[Dataset items]
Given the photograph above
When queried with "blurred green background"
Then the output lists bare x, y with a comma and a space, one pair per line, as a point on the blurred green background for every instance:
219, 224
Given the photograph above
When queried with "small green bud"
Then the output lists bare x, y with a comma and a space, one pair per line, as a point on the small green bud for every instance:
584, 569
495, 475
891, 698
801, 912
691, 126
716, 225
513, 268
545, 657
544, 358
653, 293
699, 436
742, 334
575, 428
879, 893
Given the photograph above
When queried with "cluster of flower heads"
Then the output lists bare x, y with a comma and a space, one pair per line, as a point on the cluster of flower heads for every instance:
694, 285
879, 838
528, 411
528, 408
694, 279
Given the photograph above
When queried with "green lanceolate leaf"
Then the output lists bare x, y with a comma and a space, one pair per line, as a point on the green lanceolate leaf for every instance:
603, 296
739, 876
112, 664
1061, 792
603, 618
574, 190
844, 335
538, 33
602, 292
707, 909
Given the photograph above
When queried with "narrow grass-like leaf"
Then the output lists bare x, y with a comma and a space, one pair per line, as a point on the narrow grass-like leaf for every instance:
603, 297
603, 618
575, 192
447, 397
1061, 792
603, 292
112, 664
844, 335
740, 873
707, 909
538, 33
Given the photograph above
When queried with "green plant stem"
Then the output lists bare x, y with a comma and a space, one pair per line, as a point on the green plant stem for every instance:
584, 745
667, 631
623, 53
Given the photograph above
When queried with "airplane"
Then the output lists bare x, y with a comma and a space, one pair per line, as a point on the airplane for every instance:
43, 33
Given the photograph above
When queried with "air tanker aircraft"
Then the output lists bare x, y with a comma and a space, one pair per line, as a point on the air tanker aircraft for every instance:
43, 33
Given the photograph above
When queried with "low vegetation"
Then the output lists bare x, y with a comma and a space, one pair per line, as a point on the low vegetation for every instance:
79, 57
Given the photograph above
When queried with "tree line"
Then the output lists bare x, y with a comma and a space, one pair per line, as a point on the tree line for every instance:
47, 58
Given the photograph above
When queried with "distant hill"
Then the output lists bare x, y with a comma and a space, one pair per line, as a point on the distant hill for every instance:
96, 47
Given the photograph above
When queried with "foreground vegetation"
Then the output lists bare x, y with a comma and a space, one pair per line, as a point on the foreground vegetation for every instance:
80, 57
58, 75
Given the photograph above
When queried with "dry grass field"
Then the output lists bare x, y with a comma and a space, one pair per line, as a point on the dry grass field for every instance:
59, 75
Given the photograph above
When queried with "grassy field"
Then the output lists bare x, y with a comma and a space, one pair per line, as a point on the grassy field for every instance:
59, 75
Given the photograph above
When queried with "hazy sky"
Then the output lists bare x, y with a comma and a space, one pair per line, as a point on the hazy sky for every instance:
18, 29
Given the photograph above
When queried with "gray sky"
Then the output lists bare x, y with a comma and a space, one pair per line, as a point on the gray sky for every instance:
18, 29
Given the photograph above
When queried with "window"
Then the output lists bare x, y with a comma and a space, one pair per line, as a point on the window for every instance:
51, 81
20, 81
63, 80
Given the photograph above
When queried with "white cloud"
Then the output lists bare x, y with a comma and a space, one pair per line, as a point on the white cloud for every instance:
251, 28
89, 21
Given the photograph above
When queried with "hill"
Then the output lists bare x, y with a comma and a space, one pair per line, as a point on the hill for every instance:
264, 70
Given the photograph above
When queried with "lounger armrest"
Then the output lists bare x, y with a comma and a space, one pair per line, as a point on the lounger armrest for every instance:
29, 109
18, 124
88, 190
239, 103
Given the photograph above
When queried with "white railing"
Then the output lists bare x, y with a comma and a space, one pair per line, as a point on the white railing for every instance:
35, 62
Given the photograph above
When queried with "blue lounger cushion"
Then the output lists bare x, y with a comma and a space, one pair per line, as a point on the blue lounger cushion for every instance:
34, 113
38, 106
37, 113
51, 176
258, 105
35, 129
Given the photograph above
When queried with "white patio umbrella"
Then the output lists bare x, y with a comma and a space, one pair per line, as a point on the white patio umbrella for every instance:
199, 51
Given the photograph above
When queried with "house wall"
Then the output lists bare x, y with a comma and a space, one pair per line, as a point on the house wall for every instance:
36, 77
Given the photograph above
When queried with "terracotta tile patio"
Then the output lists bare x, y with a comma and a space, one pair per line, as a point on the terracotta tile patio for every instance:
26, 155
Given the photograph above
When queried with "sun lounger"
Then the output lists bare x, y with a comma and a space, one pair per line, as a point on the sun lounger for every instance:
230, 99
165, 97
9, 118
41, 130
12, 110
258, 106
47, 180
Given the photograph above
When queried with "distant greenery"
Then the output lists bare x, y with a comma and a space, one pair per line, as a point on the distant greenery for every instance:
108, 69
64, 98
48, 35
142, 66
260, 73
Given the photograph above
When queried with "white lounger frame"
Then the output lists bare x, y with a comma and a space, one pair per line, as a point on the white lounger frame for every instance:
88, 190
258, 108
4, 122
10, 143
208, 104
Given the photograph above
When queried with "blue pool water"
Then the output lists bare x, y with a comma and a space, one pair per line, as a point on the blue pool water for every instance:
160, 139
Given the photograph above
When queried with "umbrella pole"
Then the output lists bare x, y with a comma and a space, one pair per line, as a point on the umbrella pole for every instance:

__Written exercise__: Extract every line of the records that contains the word "blurred".

__Result__:
When queried with "blurred green background"
Then the output lists bare x, y with a comma and a space, one pair per line, as a point on the blurred green background for every instance:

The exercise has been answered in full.